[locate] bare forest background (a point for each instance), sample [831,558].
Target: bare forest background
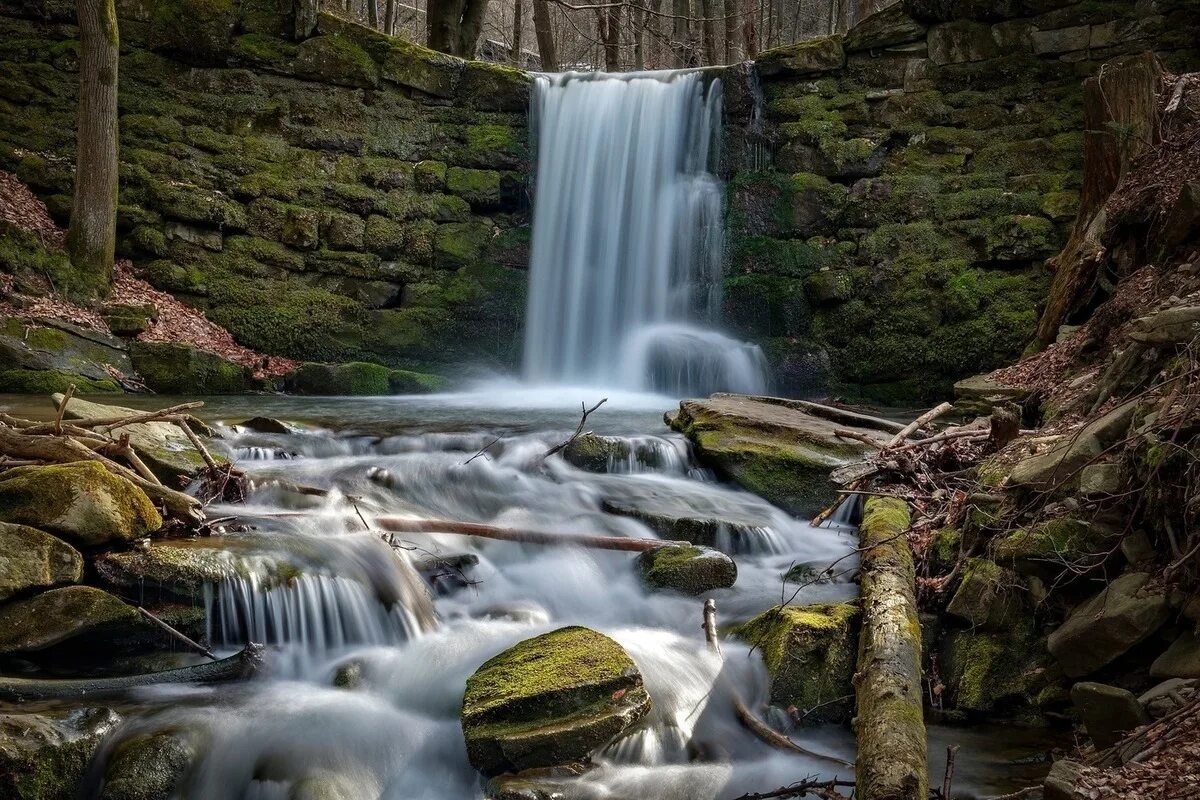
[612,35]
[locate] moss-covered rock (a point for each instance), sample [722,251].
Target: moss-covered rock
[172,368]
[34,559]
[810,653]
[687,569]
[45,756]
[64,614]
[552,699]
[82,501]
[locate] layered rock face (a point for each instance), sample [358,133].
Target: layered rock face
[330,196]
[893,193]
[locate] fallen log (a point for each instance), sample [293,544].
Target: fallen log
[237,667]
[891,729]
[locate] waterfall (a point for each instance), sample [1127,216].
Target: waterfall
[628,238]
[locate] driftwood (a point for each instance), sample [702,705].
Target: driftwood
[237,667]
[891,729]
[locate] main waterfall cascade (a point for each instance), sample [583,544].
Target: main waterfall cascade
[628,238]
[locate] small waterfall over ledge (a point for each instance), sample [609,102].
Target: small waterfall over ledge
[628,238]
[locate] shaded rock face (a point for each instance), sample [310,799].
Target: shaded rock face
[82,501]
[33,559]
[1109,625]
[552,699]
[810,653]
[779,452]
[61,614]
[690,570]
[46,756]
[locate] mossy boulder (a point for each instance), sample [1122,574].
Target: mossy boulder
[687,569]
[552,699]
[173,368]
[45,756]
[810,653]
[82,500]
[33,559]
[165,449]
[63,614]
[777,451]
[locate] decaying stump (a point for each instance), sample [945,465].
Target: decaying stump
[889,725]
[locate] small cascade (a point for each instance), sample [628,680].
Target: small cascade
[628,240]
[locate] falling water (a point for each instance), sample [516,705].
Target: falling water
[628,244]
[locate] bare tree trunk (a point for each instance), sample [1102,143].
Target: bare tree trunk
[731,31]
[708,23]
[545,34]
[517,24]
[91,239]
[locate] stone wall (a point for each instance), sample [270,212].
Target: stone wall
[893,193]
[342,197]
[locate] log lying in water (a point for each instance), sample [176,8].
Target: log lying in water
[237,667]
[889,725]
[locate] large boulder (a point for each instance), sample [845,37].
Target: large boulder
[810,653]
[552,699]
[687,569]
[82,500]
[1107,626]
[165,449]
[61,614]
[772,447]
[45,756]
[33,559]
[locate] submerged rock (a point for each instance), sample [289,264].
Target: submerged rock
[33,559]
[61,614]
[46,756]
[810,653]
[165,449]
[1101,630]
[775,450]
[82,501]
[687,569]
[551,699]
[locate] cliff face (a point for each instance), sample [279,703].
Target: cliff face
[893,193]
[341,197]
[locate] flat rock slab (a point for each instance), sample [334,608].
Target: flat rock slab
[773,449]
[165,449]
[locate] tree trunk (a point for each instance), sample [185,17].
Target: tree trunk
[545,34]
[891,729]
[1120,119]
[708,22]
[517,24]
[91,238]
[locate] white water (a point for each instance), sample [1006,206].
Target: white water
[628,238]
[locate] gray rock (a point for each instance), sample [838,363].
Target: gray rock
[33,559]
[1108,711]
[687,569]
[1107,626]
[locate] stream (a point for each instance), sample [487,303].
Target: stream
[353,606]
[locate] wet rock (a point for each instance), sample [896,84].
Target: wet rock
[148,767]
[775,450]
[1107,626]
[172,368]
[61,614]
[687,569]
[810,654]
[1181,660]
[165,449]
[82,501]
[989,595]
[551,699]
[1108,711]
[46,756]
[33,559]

____

● **Try it**
Restate, word for word, the final stretch of the entries above: the line containing "Target: decaying stump" and every line after it, up to and including the last.

● **Exercise response**
Target: decaying stump
[889,725]
[locate] small cascade (a point for each instance), sample [628,680].
Target: small cascade
[628,240]
[locate] falling water (a point for each instance), sample [516,705].
Target: falling water
[628,244]
[locate] bare tree trunk (a point for each instance), sample [1102,143].
Target: bare tree trunk
[731,31]
[708,23]
[545,34]
[517,24]
[91,239]
[locate] stone wall (a point for each instance), sample [270,212].
Target: stone wall
[893,193]
[342,197]
[locate] log lying in water (a point for each instance), sample [176,8].
Target: log lying in water
[237,667]
[889,725]
[locate] large boulder (a point for each instance), sample [845,37].
Target: large boulder
[810,653]
[552,699]
[687,569]
[82,500]
[1107,626]
[165,449]
[61,614]
[772,447]
[45,756]
[33,559]
[locate] submerged rock (a point for each instance), sample [289,264].
Target: submerged rock
[33,559]
[61,614]
[46,756]
[810,653]
[165,449]
[1101,630]
[775,450]
[82,501]
[687,569]
[551,699]
[locate] cliff face (a point for each instance), sample [279,703].
Target: cliff face
[893,193]
[341,197]
[locate] flat rock slab (a point for each instance), sample [334,608].
Target: flat rock slab
[773,449]
[165,449]
[locate] tree trunk (a point for each instance), sample [185,17].
Target: tree trunk
[545,34]
[891,729]
[1120,119]
[708,22]
[517,24]
[91,238]
[locate] white water (a point for each instance), sample [1006,206].
Target: white water
[628,238]
[locate] gray rock (a point for each instance), sample [838,363].
Target: gray rock
[33,559]
[1108,711]
[687,569]
[1107,626]
[locate] stream (a point for each instance), sample [487,303].
Target: stream
[353,606]
[locate] wet rock (a point for each instance), sample [896,84].
Target: wet rock
[148,767]
[775,450]
[1107,626]
[172,368]
[61,614]
[687,569]
[810,654]
[1181,660]
[165,449]
[82,501]
[989,595]
[551,699]
[1108,711]
[46,756]
[33,559]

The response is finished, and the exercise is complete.